BAGHDAD (Reuters) - Desperately trying to treat the bloodied victims of Iraq's daily carnage Wednesday, Doctor Mohammed Majeed said he has had enough.
 
"Today I saw a 14-year-old girl die as her brain tissue spilled out. I give up. I want to leave Iraq," he told Reuters as mothers prayed over their sons in a grimy hospital ward.
 
Shortly after dawn, a bomb set off by a fuel truck bomb in the Bayya'a district of Baghdad killed at least 17 people, while around 16 others were badly burned in a huge fireball that engulfed a minibus and several cars packed with commuters.
 
Some of the victims lay on bloody sheets at dimly lit Yarmuk hospital, reminding Majeed of his painful dilemma. "I am torn. I want to leave Iraq for the sake of my children but I also want to help Iraqis. But I feel so sad. I give up."
 
In the days that followed the U.S.-led invasion, Majeed had high hopes that the violence would eventually ease and he could help build a modern health system in oil-rich Iraq.

^^^^

— Work to complete —
- A) According to the Reuters report, how many people did the fuel truck bomb kill?
- B) For each statement, say whether it agrees with the Reuters report, and quote the deciding words: (i) The bomb went off in the Bayya'a district of Baghdad. (ii) Some of the victims lay at Yarmuk hospital. (iii) The girl Majeed saw die was 16 years old.
- C) Copy everything from "BAGHDAD (Reuters) - Desperately" down to "grimy hospital ward." in the Reuters report.
The records play no part in this work.

^^^^

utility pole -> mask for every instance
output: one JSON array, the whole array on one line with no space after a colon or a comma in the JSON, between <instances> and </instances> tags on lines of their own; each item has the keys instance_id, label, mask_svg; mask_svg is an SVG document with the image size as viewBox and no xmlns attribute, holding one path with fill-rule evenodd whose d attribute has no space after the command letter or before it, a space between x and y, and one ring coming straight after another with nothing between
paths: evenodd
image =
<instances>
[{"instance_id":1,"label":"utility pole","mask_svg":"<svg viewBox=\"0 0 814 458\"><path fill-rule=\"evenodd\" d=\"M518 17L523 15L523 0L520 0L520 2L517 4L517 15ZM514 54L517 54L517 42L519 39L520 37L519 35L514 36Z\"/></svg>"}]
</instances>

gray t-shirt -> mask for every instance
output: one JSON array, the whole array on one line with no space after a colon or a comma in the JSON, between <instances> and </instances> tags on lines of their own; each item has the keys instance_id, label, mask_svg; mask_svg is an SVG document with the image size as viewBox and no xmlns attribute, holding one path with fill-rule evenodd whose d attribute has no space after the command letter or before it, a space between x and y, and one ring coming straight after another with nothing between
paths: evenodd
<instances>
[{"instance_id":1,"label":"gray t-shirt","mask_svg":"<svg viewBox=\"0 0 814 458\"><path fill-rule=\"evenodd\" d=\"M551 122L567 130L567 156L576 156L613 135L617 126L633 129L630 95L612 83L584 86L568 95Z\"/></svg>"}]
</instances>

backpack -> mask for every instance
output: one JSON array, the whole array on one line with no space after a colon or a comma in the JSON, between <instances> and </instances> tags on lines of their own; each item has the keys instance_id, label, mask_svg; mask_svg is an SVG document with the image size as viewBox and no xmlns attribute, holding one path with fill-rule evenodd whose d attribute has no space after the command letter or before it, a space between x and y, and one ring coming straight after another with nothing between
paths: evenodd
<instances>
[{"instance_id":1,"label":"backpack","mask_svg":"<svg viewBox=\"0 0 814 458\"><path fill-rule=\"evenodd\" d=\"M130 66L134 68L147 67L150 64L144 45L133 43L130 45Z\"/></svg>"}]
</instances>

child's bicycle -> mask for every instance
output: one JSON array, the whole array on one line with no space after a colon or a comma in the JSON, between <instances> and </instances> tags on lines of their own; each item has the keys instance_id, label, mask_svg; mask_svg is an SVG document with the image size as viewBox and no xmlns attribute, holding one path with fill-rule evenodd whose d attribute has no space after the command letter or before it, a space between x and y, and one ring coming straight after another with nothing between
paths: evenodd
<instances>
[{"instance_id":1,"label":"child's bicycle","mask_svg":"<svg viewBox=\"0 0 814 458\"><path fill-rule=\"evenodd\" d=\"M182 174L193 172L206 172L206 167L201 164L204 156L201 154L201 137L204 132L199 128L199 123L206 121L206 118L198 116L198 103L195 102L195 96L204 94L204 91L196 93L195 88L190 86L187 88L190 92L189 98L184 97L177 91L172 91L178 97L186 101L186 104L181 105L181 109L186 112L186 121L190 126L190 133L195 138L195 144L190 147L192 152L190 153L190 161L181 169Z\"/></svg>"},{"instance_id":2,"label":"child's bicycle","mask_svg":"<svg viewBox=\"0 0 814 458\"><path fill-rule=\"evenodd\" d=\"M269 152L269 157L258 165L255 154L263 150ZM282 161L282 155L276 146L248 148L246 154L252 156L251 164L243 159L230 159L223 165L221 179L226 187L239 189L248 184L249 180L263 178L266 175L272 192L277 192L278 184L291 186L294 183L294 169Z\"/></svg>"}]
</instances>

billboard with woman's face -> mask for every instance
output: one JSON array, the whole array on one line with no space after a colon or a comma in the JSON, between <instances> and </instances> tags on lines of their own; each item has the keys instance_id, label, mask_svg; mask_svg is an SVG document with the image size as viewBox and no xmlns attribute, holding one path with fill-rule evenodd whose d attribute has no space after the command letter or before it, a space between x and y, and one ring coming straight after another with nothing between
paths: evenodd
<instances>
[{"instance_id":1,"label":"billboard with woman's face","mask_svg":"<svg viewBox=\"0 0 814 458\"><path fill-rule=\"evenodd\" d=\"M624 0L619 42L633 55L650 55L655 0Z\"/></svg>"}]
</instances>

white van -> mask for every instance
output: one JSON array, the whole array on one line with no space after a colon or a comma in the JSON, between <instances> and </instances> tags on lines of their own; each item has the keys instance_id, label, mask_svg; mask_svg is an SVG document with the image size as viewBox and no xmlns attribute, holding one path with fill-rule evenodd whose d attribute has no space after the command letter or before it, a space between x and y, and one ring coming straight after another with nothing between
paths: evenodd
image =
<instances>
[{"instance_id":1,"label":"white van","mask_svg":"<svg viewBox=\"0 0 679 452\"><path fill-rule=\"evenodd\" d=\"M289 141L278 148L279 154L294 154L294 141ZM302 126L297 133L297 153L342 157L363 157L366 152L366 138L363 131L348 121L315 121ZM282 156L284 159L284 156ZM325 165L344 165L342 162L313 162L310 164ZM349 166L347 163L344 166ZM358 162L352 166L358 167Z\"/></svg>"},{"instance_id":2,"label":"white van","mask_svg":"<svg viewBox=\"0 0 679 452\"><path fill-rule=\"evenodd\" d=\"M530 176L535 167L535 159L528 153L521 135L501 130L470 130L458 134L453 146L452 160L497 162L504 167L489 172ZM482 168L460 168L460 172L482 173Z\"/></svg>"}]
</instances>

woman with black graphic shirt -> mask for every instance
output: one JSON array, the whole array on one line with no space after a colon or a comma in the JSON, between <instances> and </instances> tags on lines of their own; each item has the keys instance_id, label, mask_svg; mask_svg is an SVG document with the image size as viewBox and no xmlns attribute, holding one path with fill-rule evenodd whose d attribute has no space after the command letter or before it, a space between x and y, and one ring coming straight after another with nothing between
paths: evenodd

^^^^

— Solutions by task —
- A) At least 17 people.

- B)
(i) Yes: "in the Bayya'a district of Baghdad"
(ii) Yes: "Some of the victims lay on bloody sheets at dimly lit Yarmuk hospital"
(iii) No: "a 14-year-old girl"

- C)
BAGHDAD (Reuters) - Desperately trying to treat the bloodied victims of Iraq's daily carnage Wednesday, Doctor Mohammed Majeed said he has had enough.
 
"Today I saw a 14-year-old girl die as her brain tissue spilled out. I give up. I want to leave Iraq," he told Reuters as mothers prayed over their sons in a grimy hospital ward.